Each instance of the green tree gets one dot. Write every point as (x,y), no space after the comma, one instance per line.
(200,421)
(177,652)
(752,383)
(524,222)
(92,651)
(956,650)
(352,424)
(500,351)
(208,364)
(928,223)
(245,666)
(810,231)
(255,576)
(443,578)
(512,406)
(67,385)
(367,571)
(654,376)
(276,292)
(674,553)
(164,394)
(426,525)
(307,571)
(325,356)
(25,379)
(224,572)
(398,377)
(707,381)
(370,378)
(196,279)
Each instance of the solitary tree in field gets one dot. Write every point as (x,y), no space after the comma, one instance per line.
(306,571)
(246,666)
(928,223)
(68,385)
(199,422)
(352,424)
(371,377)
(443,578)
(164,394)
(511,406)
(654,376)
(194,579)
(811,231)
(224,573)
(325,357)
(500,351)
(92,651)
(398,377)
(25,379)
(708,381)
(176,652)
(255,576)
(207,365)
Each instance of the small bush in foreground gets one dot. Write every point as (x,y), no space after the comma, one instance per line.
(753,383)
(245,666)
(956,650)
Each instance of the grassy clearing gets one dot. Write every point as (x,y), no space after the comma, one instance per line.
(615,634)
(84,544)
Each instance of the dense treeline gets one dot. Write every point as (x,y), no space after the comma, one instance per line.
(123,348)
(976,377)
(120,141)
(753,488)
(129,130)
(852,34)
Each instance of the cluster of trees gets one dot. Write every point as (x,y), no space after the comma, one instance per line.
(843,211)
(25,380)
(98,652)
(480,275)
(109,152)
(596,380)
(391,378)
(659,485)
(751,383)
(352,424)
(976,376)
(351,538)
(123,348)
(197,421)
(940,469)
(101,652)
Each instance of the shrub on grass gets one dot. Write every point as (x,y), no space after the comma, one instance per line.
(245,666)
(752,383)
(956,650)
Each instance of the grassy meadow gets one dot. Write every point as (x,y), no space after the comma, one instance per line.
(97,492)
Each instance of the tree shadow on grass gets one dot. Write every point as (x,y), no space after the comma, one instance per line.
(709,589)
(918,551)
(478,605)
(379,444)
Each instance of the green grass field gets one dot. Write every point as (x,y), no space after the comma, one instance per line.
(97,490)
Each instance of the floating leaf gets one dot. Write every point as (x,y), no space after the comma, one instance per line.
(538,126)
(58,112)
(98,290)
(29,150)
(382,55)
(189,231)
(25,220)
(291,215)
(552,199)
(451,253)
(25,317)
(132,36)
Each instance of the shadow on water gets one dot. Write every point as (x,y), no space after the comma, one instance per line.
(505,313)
--
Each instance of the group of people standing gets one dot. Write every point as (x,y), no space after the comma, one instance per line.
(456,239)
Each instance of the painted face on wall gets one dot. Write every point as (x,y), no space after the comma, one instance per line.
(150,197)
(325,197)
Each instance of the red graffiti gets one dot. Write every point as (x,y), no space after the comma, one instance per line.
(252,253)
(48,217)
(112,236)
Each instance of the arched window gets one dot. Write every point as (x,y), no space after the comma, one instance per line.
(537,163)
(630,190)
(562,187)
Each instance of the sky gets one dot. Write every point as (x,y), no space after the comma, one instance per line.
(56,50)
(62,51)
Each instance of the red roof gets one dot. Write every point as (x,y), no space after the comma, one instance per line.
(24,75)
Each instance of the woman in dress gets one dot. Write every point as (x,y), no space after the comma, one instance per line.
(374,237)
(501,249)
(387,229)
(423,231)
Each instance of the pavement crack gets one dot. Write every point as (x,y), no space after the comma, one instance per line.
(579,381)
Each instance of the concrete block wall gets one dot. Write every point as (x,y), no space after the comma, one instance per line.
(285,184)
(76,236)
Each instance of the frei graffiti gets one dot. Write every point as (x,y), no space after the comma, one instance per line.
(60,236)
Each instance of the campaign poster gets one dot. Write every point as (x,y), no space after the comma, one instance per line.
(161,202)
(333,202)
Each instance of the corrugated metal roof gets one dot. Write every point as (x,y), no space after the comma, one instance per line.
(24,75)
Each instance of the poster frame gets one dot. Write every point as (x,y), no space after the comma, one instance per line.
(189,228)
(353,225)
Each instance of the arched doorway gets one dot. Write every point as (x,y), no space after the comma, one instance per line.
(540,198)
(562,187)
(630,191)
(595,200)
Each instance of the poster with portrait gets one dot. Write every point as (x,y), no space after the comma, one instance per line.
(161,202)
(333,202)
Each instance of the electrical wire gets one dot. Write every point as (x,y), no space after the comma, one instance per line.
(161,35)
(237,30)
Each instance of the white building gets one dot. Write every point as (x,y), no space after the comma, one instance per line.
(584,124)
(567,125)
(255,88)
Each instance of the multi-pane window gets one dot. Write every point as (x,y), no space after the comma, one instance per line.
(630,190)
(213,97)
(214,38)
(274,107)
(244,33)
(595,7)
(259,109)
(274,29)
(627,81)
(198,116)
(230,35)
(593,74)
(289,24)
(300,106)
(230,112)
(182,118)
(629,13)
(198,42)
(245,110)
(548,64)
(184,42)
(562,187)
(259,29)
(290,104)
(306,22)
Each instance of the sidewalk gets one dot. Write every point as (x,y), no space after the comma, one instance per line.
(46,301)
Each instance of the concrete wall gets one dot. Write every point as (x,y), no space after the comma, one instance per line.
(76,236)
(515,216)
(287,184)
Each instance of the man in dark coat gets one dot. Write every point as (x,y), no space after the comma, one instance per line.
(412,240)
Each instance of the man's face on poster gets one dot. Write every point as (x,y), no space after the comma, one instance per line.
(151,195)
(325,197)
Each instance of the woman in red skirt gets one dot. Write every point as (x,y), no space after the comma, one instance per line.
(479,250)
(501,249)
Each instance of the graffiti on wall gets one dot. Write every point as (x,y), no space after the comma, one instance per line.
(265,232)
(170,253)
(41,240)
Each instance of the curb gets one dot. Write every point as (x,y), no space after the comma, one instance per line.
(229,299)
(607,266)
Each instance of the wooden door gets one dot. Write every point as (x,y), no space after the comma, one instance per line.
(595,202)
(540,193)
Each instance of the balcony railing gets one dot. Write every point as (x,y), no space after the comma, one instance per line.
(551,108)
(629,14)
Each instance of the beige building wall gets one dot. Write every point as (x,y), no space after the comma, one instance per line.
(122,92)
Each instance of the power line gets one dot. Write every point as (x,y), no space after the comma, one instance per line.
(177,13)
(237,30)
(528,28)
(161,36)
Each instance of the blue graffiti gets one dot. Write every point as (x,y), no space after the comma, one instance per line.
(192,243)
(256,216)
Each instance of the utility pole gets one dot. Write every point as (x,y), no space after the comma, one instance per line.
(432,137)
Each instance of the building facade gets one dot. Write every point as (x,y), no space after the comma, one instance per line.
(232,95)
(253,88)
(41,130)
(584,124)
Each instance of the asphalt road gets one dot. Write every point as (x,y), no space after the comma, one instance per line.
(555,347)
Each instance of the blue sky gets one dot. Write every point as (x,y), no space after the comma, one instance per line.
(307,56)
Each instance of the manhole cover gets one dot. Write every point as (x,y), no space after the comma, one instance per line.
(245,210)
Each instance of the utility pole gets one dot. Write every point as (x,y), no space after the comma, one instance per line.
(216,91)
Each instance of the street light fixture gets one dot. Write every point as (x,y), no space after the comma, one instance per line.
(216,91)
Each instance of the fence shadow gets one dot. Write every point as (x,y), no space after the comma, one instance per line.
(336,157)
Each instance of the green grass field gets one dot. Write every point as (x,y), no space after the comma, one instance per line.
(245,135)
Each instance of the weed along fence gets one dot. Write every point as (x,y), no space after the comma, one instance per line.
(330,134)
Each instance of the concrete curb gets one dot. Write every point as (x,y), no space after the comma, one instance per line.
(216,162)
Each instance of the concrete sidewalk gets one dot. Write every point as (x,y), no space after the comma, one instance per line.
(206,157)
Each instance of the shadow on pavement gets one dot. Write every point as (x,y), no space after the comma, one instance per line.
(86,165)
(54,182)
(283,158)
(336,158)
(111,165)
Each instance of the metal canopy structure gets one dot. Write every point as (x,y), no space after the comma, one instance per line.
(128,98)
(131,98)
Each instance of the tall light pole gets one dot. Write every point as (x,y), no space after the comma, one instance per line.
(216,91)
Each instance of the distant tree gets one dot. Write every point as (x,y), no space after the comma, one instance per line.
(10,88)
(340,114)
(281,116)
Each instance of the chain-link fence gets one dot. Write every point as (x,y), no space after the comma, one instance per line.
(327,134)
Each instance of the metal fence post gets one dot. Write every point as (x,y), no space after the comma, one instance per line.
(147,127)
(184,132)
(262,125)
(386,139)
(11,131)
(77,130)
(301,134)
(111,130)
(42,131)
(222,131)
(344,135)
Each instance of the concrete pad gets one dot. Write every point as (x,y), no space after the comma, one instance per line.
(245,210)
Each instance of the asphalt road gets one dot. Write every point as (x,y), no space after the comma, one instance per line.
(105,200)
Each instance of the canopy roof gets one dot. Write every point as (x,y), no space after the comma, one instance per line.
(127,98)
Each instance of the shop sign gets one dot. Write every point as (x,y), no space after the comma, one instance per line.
---
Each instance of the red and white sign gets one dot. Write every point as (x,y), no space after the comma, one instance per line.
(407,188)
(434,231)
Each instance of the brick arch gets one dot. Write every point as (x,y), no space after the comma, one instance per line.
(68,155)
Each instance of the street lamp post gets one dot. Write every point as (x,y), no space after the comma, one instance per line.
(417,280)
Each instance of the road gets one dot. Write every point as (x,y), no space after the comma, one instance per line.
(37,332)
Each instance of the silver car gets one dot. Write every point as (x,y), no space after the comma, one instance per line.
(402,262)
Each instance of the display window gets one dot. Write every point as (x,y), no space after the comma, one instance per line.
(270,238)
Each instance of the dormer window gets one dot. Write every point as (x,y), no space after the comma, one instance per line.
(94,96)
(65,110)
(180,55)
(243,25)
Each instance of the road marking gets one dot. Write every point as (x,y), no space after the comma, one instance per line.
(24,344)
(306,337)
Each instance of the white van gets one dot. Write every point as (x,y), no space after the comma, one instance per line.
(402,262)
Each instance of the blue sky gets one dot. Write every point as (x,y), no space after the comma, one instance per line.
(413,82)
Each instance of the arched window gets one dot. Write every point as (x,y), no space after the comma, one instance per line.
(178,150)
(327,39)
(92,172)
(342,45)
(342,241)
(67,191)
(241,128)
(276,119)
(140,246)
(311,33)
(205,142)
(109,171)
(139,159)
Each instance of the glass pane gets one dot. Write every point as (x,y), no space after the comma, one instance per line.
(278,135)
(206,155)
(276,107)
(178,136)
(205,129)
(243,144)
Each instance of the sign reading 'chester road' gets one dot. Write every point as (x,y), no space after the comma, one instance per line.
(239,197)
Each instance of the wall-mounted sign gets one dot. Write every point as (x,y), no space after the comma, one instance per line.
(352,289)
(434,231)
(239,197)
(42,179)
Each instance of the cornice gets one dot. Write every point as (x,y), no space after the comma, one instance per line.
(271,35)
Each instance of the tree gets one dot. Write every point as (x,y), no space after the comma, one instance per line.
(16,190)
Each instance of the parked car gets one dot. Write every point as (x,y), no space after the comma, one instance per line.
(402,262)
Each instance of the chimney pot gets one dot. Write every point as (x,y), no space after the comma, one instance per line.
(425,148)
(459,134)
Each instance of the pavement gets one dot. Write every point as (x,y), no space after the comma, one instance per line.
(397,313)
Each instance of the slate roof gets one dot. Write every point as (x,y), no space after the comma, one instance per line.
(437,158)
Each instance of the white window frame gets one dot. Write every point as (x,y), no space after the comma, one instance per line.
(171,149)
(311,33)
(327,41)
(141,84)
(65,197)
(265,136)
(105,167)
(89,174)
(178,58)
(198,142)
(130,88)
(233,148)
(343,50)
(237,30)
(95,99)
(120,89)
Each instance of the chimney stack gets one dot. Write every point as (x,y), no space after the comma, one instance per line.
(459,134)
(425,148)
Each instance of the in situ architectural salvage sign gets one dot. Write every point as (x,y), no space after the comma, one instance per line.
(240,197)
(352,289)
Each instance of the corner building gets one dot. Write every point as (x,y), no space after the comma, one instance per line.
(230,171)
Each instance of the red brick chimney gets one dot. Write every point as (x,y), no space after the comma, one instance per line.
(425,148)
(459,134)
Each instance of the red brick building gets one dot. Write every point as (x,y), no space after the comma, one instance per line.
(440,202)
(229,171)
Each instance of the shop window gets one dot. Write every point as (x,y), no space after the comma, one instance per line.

> [Your instructions]
Tell me how many lines of the records include the word "shop", replying with the number alone.

> [Output of the task]
2